● Goal of the exercise: Pull out every line of the material below that contains the string "front", and copy each one in full. Case counts.

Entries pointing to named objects
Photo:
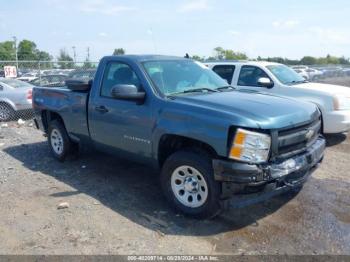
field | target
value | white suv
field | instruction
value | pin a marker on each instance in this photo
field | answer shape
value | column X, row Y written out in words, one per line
column 332, row 100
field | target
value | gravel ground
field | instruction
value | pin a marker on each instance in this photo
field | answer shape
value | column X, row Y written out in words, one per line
column 116, row 207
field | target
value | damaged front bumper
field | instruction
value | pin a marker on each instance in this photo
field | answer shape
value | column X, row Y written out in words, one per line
column 291, row 172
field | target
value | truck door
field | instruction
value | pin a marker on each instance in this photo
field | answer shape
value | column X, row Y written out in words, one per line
column 248, row 79
column 225, row 72
column 117, row 125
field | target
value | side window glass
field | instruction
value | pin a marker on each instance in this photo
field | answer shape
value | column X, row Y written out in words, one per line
column 117, row 73
column 250, row 75
column 225, row 72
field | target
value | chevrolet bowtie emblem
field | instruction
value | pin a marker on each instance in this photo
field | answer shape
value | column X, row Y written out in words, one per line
column 309, row 134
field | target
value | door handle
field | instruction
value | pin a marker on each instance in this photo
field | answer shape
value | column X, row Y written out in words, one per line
column 101, row 109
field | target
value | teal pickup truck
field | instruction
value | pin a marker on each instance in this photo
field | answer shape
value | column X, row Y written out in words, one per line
column 209, row 141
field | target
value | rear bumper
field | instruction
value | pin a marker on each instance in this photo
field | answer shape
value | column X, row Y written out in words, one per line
column 291, row 172
column 336, row 122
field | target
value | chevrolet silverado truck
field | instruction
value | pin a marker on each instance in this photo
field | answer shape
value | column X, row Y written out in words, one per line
column 208, row 140
column 274, row 78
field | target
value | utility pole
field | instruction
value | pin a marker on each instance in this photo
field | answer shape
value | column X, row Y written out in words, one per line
column 15, row 42
column 74, row 54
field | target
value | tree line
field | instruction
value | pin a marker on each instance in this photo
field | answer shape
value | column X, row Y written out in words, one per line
column 27, row 50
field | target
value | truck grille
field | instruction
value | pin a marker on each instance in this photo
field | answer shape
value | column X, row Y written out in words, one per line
column 295, row 140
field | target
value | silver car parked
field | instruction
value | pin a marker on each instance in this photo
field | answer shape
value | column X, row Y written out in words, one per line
column 15, row 97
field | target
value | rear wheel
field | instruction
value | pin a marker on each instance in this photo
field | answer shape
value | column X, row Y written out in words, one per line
column 188, row 183
column 6, row 112
column 59, row 141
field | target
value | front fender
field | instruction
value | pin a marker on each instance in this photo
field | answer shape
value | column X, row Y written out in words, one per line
column 209, row 130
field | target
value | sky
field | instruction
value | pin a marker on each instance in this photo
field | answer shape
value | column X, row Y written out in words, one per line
column 264, row 28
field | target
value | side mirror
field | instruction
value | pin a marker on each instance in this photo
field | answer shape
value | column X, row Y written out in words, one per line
column 127, row 92
column 265, row 82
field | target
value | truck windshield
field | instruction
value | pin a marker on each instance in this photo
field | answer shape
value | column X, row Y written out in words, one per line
column 15, row 83
column 285, row 74
column 173, row 77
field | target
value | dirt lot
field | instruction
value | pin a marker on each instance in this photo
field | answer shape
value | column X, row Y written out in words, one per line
column 117, row 207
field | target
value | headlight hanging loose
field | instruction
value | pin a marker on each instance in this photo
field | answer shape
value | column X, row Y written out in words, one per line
column 249, row 146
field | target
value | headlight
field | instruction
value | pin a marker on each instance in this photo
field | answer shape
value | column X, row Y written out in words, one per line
column 341, row 102
column 250, row 146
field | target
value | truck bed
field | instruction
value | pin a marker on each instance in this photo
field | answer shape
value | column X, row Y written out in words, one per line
column 70, row 105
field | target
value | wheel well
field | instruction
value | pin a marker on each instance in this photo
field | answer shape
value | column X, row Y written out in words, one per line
column 6, row 104
column 169, row 144
column 48, row 116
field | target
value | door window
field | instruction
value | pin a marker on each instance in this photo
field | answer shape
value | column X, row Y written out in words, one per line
column 225, row 72
column 250, row 75
column 117, row 73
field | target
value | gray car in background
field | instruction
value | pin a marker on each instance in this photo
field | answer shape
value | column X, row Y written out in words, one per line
column 15, row 98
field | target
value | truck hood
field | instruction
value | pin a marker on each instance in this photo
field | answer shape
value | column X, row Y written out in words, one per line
column 326, row 88
column 252, row 110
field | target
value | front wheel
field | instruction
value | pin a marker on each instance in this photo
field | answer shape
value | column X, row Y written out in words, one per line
column 188, row 183
column 6, row 112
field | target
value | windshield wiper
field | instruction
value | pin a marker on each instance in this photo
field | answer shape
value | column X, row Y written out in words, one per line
column 297, row 82
column 193, row 90
column 199, row 90
column 225, row 88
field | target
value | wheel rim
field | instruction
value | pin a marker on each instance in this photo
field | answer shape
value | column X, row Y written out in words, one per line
column 56, row 141
column 4, row 113
column 189, row 186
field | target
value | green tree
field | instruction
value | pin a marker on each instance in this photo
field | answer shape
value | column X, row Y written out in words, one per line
column 7, row 50
column 198, row 58
column 119, row 51
column 228, row 54
column 27, row 50
column 65, row 61
column 308, row 60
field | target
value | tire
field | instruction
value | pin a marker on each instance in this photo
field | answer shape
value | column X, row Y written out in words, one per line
column 184, row 176
column 6, row 112
column 59, row 142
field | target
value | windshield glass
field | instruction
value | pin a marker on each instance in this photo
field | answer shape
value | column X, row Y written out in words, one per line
column 178, row 76
column 285, row 74
column 15, row 83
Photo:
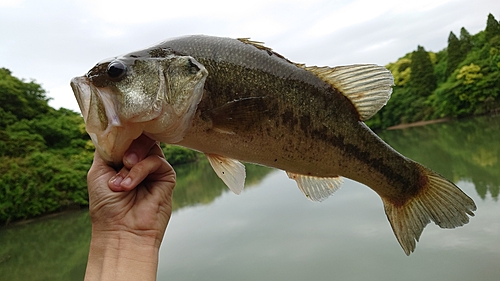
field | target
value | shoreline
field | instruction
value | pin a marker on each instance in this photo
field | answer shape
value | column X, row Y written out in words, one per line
column 417, row 124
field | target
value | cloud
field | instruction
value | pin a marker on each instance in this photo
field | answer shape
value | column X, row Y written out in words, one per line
column 69, row 37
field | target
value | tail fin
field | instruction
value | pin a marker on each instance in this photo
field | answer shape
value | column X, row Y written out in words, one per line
column 439, row 200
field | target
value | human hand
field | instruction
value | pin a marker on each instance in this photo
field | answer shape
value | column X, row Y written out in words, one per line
column 137, row 199
column 130, row 211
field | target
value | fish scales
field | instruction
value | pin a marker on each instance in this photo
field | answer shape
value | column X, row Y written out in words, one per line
column 239, row 70
column 237, row 100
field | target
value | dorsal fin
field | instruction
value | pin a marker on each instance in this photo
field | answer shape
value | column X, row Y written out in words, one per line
column 367, row 86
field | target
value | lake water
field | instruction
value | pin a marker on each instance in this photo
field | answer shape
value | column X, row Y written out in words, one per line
column 272, row 232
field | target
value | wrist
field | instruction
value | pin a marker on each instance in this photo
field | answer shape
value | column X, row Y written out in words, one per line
column 122, row 255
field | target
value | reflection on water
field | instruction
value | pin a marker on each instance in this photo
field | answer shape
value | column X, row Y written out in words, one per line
column 271, row 232
column 461, row 151
column 53, row 248
column 197, row 183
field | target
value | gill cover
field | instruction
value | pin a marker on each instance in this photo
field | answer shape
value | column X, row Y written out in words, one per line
column 124, row 97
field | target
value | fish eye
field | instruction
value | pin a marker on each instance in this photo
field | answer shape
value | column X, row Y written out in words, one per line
column 116, row 69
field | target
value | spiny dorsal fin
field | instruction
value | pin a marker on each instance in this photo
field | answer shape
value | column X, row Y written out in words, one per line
column 230, row 171
column 316, row 188
column 367, row 86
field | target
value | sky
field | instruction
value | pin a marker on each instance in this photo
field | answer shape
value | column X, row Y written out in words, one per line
column 52, row 41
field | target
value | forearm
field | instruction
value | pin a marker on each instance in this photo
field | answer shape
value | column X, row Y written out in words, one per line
column 122, row 256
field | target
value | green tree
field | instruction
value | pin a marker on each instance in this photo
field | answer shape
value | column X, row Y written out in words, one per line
column 422, row 77
column 454, row 53
column 25, row 100
column 492, row 28
column 465, row 42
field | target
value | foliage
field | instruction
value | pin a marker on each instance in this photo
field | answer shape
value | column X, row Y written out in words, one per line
column 45, row 153
column 462, row 80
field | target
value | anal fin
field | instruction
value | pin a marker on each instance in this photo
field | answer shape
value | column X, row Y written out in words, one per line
column 230, row 171
column 316, row 188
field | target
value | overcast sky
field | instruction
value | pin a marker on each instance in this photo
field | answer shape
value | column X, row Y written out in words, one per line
column 52, row 41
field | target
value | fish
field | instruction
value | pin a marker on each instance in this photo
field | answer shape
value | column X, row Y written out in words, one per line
column 237, row 100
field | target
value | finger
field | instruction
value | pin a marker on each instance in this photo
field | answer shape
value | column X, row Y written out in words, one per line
column 99, row 170
column 138, row 150
column 154, row 168
column 115, row 182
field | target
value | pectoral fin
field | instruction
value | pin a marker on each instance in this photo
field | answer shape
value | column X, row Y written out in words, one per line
column 316, row 188
column 230, row 171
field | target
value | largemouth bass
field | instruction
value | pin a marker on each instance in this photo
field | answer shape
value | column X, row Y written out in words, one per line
column 237, row 100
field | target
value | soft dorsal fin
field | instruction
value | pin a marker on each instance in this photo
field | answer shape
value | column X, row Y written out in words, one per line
column 367, row 86
column 230, row 171
column 316, row 188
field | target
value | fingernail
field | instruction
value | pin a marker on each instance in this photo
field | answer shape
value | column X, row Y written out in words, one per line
column 126, row 182
column 117, row 180
column 132, row 158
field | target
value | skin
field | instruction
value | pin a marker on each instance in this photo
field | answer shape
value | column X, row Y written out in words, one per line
column 259, row 107
column 130, row 210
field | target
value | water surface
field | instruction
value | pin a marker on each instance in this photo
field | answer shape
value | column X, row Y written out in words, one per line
column 271, row 232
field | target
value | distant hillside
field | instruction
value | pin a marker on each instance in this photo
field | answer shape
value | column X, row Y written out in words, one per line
column 461, row 80
column 45, row 153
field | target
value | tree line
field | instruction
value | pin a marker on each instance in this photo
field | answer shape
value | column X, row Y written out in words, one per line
column 45, row 153
column 459, row 81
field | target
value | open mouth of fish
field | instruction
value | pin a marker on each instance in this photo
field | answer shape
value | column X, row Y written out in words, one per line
column 110, row 135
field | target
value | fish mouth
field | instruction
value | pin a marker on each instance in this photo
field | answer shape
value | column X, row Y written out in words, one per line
column 102, row 122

● Written response:
value | damaged front bumper
value | front fender
value | front wheel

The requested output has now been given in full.